» What is needed
For each statement, say whether it agrees with the judgment excerpt below. Answer yes or no, and quote the deciding words from the excerpt.
1. Disciplinary power over the appellant rests only with the Board.
2. The appointment letter set out a specific procedure for a disciplinary investigation of a Managing Director.
3. Article 46 of Exhibit 'F' applies to the appellant as the MD.

The findings of the learned
judge that the conditions of service
for
the
senior
staff was not applicable to the
Plaintiff cannot therefore be
faulted.
I therefore feel unable to
disturb same.”
For his
part Justice Asiamah JA (as he
then was) in his concurring
judgment said:
"
....
It is manifest that it is only
the Board in
which
is vested
the
power
to exercise disciplinary
responsibility over the
appellant
in
relation
to
the
latter’s
misconduct in the execution of
his duties.....
I might at this
juncture
mention
that neither in the appointment
letter nor in Exhibit
'F'
was
provided
a specific
laid
down
procedure to be followed
in the
event
of
a
disciplinary
investigation
being conducted against a
Managing Director in the
Respondents
employ.
The Committee of enquiry's
provision in Article
46 of Exhibit
'F'
does
not
cover
the MD in any disciplinary
investigation enterprise.....
Certainly
the
Appellant
as the MD is not amenable to
Article
46....
"
We do not find any fault in the
reasoning of both the trial and
Appellate Court that from the
terms of the special contact
between the parties, the
disciplinary proceedings for the
senior staff as set out in
Exhibit ‘F’ was not applicable
to the Managing Director.

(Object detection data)
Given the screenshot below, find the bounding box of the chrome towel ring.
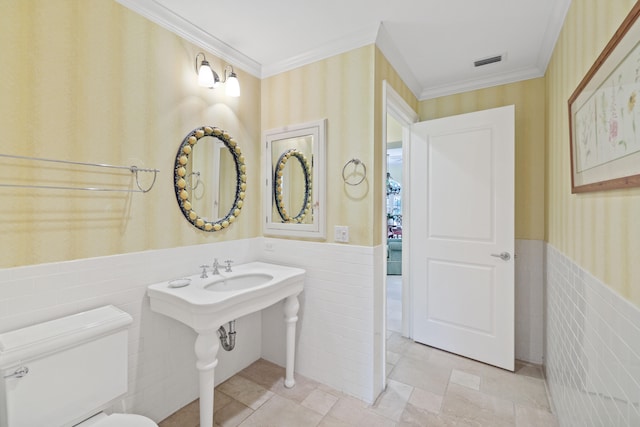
[342,158,367,185]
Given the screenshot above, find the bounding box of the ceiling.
[116,0,571,100]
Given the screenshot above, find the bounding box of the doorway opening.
[376,81,418,388]
[386,114,403,334]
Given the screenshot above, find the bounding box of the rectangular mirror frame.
[264,119,327,239]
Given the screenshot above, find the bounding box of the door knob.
[491,252,511,261]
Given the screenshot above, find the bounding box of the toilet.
[0,305,157,427]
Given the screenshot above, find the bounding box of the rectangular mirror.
[264,119,327,238]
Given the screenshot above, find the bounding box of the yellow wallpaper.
[418,78,545,240]
[546,0,640,305]
[262,45,375,246]
[0,0,261,267]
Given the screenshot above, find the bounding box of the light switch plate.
[333,225,349,243]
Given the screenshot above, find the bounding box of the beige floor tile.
[301,389,338,415]
[238,359,285,390]
[213,400,253,427]
[327,397,395,427]
[449,369,480,390]
[396,403,476,427]
[402,342,432,361]
[480,371,550,412]
[515,360,544,379]
[238,359,320,403]
[240,395,322,427]
[389,357,451,395]
[215,388,233,411]
[408,387,443,414]
[372,380,413,421]
[158,400,200,427]
[217,375,274,410]
[516,405,558,427]
[318,415,353,427]
[442,384,515,427]
[387,332,413,354]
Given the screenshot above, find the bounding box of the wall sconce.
[196,52,240,97]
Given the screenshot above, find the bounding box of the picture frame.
[568,3,640,193]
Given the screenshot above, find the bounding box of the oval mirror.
[264,119,326,238]
[273,148,311,224]
[174,126,247,231]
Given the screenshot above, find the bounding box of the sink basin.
[147,262,305,333]
[204,273,273,292]
[147,262,305,426]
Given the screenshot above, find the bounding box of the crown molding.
[262,24,379,78]
[376,23,422,98]
[537,0,571,70]
[116,0,262,78]
[418,66,545,101]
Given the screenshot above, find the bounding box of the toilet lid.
[93,414,158,427]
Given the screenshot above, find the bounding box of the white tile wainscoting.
[0,237,384,421]
[545,244,640,427]
[0,237,640,426]
[0,239,262,421]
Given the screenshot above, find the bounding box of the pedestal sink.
[147,262,305,427]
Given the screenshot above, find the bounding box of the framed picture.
[569,2,640,193]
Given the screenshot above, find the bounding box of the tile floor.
[160,278,556,427]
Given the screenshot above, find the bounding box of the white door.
[409,106,514,371]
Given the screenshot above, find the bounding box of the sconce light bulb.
[225,71,240,97]
[198,59,216,87]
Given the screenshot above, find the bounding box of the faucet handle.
[200,265,209,279]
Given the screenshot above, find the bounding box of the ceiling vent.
[473,55,502,67]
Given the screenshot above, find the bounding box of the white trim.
[116,0,262,78]
[538,0,571,75]
[262,118,327,239]
[382,80,418,392]
[418,67,545,101]
[375,23,422,98]
[262,24,378,78]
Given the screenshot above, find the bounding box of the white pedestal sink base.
[147,262,305,427]
[284,295,300,388]
[195,295,300,427]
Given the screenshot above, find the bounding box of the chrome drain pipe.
[218,320,236,351]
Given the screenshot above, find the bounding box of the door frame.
[380,80,419,348]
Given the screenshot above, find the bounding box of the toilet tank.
[0,305,132,427]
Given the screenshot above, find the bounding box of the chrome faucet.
[211,258,220,275]
[200,265,209,279]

» Exercise solution
1. Yes: "it is only the Board in which is vested the power to exercise disciplinary responsibility over the appellant"
2. No: "neither in the appointment letter nor in Exhibit 'F' was provided a specific laid down procedure to be followed in the event of a disciplinary investigation being conducted against a Managing Director"
3. No: "Certainly the Appellant as the MD is not amenable to Article 46"